═════ Record extracts ═════
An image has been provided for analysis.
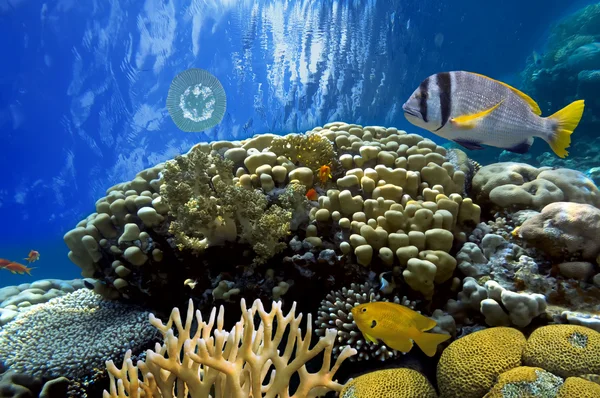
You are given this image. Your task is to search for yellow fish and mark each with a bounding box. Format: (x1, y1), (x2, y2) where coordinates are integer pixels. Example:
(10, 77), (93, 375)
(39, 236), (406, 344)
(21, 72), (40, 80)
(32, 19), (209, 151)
═════
§ **Required work**: Could you reproduce every one of the rows above word for word, leaving the pictures out?

§ **Response to this exercise**:
An image has been provided for analysis.
You are given this image. Your task is to search for yellow fish and mark each with a bounding box. Format: (x1, y1), (x2, y2) where coordinates are integer pixels. Example:
(10, 77), (93, 375)
(39, 236), (406, 344)
(21, 72), (40, 80)
(32, 19), (209, 151)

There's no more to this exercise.